** START Provided text **
Blue Cheese Mac and Cheese

For some reason I have a tendency to latch on to a particular flavor combination. For a while it was spinach, diced tomato, and feta cheese. Before that I was on some kind of southwestern kick. Now, it’s blue cheese.

I had forgotten how much I loved blue cheese until I had the Pioneer Woman’s blue cheese pasta several months ago. Before that, it had been years since I’d had blue cheese. Now I can’t use it enough.

I haven’t had very good luck with macaroni and cheese in the past. I grew up on the blue box and while I still love it, in all it’s processed and unhealthy goodness, I rarely eat it for those very reasons. My homemade attempts have been okay, but none of them have reheated very well. Because of that, I almost didn’t try this recipe–but thank goodness I did.

Blue Cheese Macaroni and Cheese


1 pound macaroni pasta (I used shells, but you can use your favorite)
2 tbsp butter
1/4 cup flour
2 cups whole milk
1 cup whipping cream
3 cups cheddar cheese, grated
1 1/2 cups blue cheese, crumbled
Red pepper flakes, salt, and pepper to taste

1) Heat oven to 350 degrees. Butter a baking dish. 13×9 inches is preferable, but it can be separated into two smaller baking dishes is necessary.

2) Cook pasta to al dente. Drain and save for later.

3) Melt the butter in a large saucepan over medium heat. Add in the flour, stirring constantly, to make a roux. Make sure not to burn the flour. **If you’ve never made a roux, don’t be surprised to see the flour kind of clump up. This will help thicken the cheese mixture later.**

4) Gradually add the milk and cream, whisking them into the flour mixture. Simmer until mixture thickens, whisking constantly.

5) Reduce heat to low and add cheese (reserving 1/2 cup of the cheddar cheese for topping), a small handful at a time. Whisk until all cheese had been added and is melted. Season to taste with salt, pepper, and red pepper flakes.

6) Add cooked pasta to cheese sauce and stir to coat. Transfer mixture to prepared baking pan(s) and top with reserved cheddar cheese. Bake until top is golden brown and sauce is bubbling, 20-25 minutes.

This mac and cheese is delicious. If you’re not a huge blue cheese fan, you can always sub in more cheddar and less blue cheese, but the salty tang of the blue cheese is what makes this dish so good. It’s not an overwhelming flavor, it’s just enough to make this dish something a little special.
** END Provided text **
Required tasks:
a – Rewrite the blue cheese mac and cheese post from "Blue Cheese Mac and Cheese" to "it’s blue cheese.", putting "kale" in place of "spinach".
b – For each statement, say whether the blue cheese mac and cheese post supports it, answering yes or no and quoting the words that decide it: (i) The recipe uses two cups of whole milk. (ii) The oven is heated to 400 degrees. (iii) Half a cup of the cheddar is set aside for the topping.
c – Continue the blue cheese mac and cheese post from the point where it ends.
The records come from a source unrelated to the recipe post.
** START Records shown **
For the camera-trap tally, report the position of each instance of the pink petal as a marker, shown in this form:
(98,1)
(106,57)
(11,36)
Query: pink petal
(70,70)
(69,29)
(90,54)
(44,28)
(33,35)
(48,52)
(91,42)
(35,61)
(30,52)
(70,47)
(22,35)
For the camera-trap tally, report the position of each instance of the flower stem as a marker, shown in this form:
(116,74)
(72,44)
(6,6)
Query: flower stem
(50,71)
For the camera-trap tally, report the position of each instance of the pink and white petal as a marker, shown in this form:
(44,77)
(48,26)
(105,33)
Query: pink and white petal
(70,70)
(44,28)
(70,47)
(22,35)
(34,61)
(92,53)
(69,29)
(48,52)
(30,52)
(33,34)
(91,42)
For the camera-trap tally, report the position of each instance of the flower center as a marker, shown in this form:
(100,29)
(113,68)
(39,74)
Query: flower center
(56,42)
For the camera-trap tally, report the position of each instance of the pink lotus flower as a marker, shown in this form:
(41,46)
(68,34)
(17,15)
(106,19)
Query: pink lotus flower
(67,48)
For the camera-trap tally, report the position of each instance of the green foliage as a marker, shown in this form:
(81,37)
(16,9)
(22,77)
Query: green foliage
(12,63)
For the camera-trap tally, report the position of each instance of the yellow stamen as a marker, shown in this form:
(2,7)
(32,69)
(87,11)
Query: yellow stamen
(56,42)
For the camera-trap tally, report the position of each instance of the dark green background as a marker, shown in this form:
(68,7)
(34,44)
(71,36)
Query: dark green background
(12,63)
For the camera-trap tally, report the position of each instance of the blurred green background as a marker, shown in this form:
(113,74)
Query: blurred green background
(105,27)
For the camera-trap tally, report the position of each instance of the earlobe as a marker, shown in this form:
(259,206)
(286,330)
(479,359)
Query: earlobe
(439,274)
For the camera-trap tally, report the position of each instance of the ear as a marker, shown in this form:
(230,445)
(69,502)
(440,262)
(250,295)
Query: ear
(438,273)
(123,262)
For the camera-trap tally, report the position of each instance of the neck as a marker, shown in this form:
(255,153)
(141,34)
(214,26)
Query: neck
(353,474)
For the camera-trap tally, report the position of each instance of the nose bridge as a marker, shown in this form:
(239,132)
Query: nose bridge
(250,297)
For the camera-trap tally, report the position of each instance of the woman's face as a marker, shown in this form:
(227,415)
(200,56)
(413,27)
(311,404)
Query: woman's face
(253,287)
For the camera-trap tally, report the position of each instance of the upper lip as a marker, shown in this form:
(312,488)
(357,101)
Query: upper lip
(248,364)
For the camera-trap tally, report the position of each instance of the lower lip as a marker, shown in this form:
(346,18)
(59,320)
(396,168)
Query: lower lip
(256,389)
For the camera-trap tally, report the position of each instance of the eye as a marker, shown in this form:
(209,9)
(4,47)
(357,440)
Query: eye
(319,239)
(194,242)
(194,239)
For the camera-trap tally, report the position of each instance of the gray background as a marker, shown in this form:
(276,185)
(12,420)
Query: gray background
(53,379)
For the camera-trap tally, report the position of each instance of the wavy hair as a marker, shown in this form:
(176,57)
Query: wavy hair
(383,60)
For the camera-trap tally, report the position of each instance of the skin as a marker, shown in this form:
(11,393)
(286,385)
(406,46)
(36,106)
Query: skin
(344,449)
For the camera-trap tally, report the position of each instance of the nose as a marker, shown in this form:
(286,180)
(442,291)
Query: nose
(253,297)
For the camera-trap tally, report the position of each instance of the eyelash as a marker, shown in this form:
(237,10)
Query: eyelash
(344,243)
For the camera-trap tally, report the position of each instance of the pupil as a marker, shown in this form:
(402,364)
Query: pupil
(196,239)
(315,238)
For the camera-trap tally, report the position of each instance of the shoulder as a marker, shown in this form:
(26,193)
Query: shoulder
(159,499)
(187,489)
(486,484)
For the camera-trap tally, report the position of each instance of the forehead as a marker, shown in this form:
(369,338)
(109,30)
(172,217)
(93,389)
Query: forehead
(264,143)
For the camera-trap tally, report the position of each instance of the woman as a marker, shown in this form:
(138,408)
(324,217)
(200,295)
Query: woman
** END Records shown **
Outputs:
a –
Blue Cheese Mac and Cheese

For some reason I have a tendency to latch on to a particular flavor combination. For a while it was kale, diced tomato, and feta cheese. Before that I was on some kind of southwestern kick. Now, it’s blue cheese.

b –
(i) Yes: "2 cups whole milk"
(ii) No: "Heat oven to 350 degrees."
(iii) Yes: "reserving 1/2 cup of the cheddar cheese for topping"

c –
The leftovers were good, too. It reheats really well, and the cheese is almost as smooth as the first day it’s made.

 This makes way too much for two people, so if you don’t want to eat the leftovers (as good as they are) for a week, I would halve the recipe.

One tip: Make sure you get good, block cheese and shred/crumble it yourself. The pre-shredded stuff does not melt as well.

Adapted from THIS recipe.


Lasagna Roll-Ups

I originally planned to make no-noodle crockpot lasagna today. I had frozen the leftover veggies from last time I made it, but something happened during the thaw out process that left the veggies less than pretty. I really need someone to teach me how to freeze things correctly, this isn’t the first time I’ve tried to freeze leftovers and had a bad outcome.

So, since the crockpot dinner wasn’t going to work, I had to wing it. I did have some lasagna noodles and decided to make some form of a spinach lasagna roll-up. I’ve never made them before, but I decided to throw some stuff together and see how it turned out.

Well, it turned out to be a pretty great meal.

Lasagna Roll-Ups


2 tbsp. olive oil
1/2 tsp. salt
1/4 tsp. pepper
1 egg
1 cup shredded Parmesan cheese
23 oz. spaghetti sauce
2 c. shredded Italian cheese
5 oz of fresh baby spinach, washed and chopped
1/2 an onion, chopped
2 med. garlic cloves, chopped
15 oz Ricotta cheese
8 lasagna noodles, cooked and drained
oregano and crushed red pepper to taste


1) Preheat oven to 350° F.  Heat water in a large pot and cook pasta as directed on package.

2) Spoon half a cup of sauce into the bottom of a 12×8 inch baking dish. Set dish aside.

3) Heat olive oil in medium pan over medium heat. Cook onion and garlic until tender, stirring frequently. Add spinach and toss, allowing to wilt slightly.

4) In a large bowl, mix spinach/garlic/onion, ricotta cheese, salt, pepper, the egg, 1/4 cup of the Parmesan cheese, and 1 1/2 cups of the Italian cheese until fully combined.

5) Spoon about half a cup of the ricotta mixture down the middle of a noodle and roll up. Place noodles, seam side down, into baking dish.

6) Top roll-ups with remaining spaghetti sauce, cover with aluminum foil, and bake for 30 minutes. Top with remaining cheese, sprinkle with oregano and crushed red pepper, and cook for an additional 5 minutes or until cheese is melted.

Spicy Macaroni and Cheese

I love mac and cheese. Maybe it’s the five year old in me, but mac and cheese is the perfect comfort food.

This is not your normal mac and cheese. It’s kind of a more grown up version, but still every bit as delicious and comforting as the mac and cheese I remember from my youth. Plus it didn’t come out of a blue box, so it has that going for it.

Original recipe can be found at Annie’s Eats.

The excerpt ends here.